Travail demandé –
a - D'après le passage, quel personnage la personne interrogée jouait-elle dans Roberto Zucco ?
b - Relevez toutes les lignes de la liste qui contiennent la chaîne « beanie », en tenant compte de la casse.

Extrait proposé –
====================

Les débuts
Votre premier souvenir d’art vivant ?
Je devais avoir 11 ans, c’était Dom Juan de Molière au théâtre de Chartres. Je me souviens, quand, à la fin de la pièce, le personnage est amené aux enfers par le commandeur, il y avait de la pyrotechnie, du feu sur scène. Médée aussi, quelques mois plus tard. Je revois les mains de la comédienne pleines de sang. Le sang, le feu, cela avait laissé des souvenirs très vifs en moi !

Qu’est-ce qui vous a poussé à choisir cette voie ?
J’ai senti que ma vie était liée au théâtre à l’âge de huit ans. J’étais une petite fille très sage et inhibée. Il y avait un stage de théâtre proposé à l’école. Le metteur en scène qui intervenait nous a dit de choisir une émotion et de venir la jouer. J’ai choisi la colère. Je suis entrée en transe, d’un coup. Le plateau me permettait quelque chose que je ne connaissais pas… Je me suis retrouvée toute rouge, hurlant et frappant par terre. Le metteur en scène m’a dit : « toi, ce serait bien que tu fasses du théâtre ». Et depuis ça n’a pas quitté ma vie, ça m’a aidé à vivre.
Qu’est-ce qui vous a guidé vers cette spécialisation ?
D’abord, je voulais être comédienne… Mais j’avais aussi un rapport très fort à l’écriture, à la philo, à la littérature en général… À dix-huit ans, j’ai fait un stage de mise en scène avec Célie Pauthe. J’ai adoré guider mes camarades, encore plus que d’être moi guidée… Il y avait quelque chose à cette place-là, un peu dans l’ombre, dans l’endroit de passage entre les comédiens et l’écriture, où je me sentais à une place juste.

Racontez-nous le tout premier spectacle auquel vous avez participé ?
En tant que comédienne, c’était à quinze ans, dans le cours de théâtre de Ludovic Houvet. On avait monté Roberto Zucco cette année-là, dans une ancienne chapelle. Je jouais La Gamine. Jonathan Genet, qui est devenu un acteur génial avec lequel je travaille aujourd’hui, jouait Zucco. Le spectacle, mis en scène par notre prof, était vraiment beau, au-delà du plaisir que j’y avais pris. J’en ai un souvenir très fort.

====================

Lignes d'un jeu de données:
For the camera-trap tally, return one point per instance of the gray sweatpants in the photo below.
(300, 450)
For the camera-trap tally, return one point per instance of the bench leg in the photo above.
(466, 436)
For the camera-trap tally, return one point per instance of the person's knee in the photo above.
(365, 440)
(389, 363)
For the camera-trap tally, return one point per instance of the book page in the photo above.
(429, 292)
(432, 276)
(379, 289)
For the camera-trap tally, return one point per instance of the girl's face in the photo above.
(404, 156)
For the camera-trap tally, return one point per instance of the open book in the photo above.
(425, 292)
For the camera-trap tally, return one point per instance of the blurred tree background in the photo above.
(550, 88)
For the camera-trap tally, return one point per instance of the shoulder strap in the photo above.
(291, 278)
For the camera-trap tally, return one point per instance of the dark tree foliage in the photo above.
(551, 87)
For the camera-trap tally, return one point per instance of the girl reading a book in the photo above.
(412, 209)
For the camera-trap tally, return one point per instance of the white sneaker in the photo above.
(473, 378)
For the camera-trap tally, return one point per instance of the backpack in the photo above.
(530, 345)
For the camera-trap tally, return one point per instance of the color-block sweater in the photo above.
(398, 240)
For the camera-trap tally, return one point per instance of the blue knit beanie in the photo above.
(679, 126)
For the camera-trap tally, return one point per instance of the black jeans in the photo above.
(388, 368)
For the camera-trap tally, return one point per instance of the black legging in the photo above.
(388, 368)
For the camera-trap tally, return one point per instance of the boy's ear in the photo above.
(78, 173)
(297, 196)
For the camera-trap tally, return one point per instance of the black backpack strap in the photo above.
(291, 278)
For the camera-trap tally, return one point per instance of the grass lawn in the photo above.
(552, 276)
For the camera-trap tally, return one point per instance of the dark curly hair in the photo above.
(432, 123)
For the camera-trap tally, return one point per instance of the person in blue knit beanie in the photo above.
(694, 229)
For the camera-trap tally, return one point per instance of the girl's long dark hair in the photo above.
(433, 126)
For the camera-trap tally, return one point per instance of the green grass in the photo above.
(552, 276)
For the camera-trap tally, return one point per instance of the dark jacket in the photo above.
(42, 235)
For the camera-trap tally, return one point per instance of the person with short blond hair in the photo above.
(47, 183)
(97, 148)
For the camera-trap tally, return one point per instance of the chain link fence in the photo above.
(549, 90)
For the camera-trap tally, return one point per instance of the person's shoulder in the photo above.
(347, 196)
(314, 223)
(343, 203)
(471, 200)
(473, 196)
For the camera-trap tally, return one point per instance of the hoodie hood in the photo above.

====================

Réponses aux exercices –
a - La Gamine.

b -
For the camera-trap tally, return one point per instance of the blue knit beanie in the photo above.
For the camera-trap tally, return one point per instance of the person in blue knit beanie in the photo above.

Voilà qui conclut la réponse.